> **Instructions to follow**: List every line of the items below that contains the word "blue", matching case exactly.

> **Data for the task**:
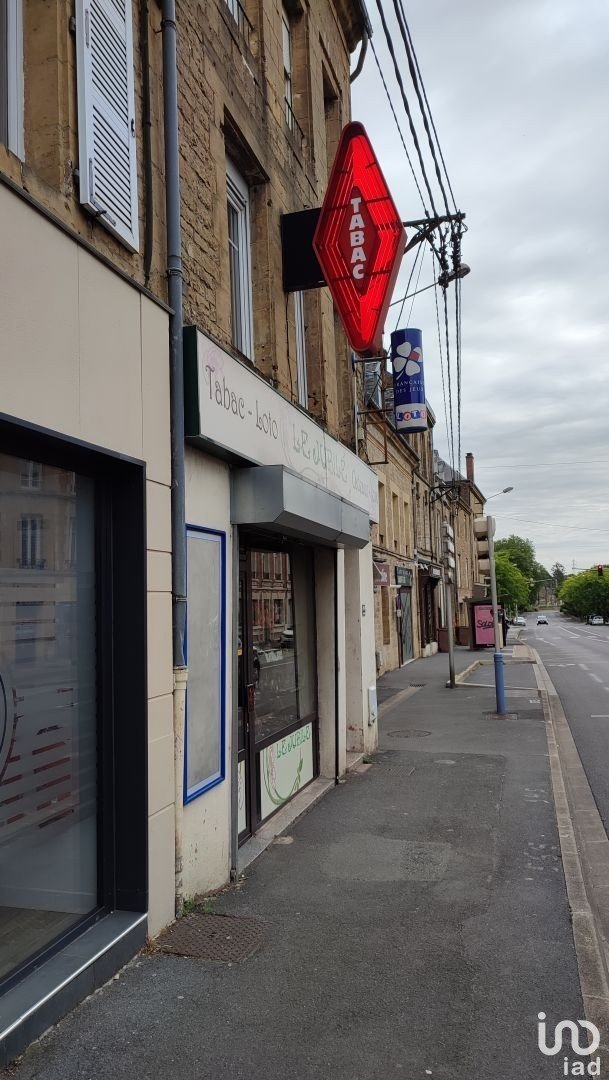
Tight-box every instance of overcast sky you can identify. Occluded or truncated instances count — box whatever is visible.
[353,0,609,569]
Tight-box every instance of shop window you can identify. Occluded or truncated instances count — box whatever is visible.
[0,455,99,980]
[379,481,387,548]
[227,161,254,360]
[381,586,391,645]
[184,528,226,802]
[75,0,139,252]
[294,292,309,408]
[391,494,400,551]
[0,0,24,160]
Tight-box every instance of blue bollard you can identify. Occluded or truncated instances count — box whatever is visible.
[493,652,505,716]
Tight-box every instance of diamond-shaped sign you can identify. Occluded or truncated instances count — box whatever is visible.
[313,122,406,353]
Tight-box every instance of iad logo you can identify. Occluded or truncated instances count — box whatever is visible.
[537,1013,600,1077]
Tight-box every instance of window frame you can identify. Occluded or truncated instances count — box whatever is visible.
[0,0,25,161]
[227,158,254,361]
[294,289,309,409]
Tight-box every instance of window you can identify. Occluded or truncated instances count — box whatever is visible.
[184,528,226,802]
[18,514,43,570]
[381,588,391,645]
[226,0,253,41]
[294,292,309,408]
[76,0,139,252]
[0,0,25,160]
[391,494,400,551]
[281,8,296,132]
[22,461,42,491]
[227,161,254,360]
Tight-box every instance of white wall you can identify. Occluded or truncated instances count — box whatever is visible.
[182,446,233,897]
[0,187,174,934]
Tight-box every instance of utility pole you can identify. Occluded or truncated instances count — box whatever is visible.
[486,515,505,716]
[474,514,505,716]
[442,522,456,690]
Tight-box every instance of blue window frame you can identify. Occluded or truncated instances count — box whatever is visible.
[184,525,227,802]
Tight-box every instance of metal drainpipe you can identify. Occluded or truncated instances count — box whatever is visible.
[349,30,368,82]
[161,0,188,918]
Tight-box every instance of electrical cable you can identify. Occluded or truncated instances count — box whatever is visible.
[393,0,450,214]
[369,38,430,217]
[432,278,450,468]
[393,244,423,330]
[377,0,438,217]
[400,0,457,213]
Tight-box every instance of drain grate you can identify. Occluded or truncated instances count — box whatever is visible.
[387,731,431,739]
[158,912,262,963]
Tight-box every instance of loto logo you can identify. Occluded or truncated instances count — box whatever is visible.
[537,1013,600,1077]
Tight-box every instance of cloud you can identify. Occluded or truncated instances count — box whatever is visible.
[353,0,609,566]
* * *
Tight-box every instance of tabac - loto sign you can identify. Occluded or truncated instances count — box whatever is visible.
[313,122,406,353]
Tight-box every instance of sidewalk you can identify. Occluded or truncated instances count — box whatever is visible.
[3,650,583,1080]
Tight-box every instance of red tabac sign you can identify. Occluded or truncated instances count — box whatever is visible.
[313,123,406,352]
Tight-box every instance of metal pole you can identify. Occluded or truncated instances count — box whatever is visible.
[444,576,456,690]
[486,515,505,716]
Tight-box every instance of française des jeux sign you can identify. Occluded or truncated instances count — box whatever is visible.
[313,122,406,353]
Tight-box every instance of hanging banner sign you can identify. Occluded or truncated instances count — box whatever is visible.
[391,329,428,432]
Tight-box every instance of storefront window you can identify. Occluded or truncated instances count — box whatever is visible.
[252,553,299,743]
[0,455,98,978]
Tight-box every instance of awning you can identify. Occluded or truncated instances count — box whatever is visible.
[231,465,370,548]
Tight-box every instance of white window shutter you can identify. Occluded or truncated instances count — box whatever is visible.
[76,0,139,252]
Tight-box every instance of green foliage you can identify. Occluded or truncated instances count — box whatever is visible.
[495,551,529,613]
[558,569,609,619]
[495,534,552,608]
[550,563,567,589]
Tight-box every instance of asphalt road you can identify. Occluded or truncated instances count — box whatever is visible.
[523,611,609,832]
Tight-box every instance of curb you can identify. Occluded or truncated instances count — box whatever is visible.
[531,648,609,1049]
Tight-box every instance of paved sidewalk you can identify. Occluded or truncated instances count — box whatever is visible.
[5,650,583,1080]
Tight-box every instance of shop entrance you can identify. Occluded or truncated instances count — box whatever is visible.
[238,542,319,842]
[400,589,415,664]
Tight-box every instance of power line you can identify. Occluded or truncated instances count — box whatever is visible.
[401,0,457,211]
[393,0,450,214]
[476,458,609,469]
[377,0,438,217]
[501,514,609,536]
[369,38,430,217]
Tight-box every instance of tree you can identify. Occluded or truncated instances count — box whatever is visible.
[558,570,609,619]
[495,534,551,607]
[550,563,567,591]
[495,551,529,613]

> **Response to the task**:
Tight-box every instance of blue bollard you can identify. Occluded or truncated instances count — box whatever is visible.
Tight-box every instance of blue window frame you can identify. Occluded or truncated instances count — box whatever is visible.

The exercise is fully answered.